• [PROVIDED RECORDS]:
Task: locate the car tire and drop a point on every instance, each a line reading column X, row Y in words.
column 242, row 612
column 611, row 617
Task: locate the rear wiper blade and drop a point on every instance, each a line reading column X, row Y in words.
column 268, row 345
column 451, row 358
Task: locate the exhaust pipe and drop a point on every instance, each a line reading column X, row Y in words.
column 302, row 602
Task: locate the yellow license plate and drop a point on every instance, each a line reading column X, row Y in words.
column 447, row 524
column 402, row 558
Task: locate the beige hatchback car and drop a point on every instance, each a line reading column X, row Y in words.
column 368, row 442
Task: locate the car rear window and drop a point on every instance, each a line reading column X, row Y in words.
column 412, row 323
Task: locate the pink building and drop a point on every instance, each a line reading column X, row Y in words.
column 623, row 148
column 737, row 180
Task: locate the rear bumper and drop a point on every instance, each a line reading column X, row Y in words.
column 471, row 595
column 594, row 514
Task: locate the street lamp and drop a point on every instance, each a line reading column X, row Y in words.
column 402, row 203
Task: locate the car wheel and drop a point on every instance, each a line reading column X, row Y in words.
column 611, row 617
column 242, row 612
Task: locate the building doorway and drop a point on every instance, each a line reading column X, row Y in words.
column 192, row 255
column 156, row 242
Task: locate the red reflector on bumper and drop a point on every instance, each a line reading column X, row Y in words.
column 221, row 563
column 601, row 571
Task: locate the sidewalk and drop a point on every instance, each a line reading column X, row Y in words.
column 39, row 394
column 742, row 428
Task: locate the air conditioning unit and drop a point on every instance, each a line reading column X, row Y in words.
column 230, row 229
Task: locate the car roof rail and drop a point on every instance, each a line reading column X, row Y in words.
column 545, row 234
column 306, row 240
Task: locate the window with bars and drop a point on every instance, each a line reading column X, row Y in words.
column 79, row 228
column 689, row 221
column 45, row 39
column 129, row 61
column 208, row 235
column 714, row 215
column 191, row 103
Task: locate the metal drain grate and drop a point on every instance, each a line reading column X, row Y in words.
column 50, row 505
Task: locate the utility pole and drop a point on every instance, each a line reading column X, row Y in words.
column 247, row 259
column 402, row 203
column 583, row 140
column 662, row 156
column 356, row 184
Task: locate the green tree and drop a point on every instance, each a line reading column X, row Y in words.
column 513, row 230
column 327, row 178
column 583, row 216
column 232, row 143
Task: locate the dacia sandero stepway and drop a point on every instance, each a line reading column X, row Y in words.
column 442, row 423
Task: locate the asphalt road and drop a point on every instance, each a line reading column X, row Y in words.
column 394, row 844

• [TASK INSTRUCTIONS]: In the records above, locate the line that contains "Task: locate the green". Repeat it and every line after it, exactly, and nothing else.

• [OUTPUT FOR THIS EXERCISE]:
Task: locate the green tree and drop a point on every instance, each a line reading column X, row Y in words.
column 513, row 230
column 327, row 178
column 583, row 216
column 232, row 143
Task: locate the dacia sandero stepway and drop a point on every instance, each a line reading column X, row Y in words.
column 442, row 423
Task: locate the asphalt road and drop a point on every instance, each a line reading column X, row Y in words.
column 394, row 844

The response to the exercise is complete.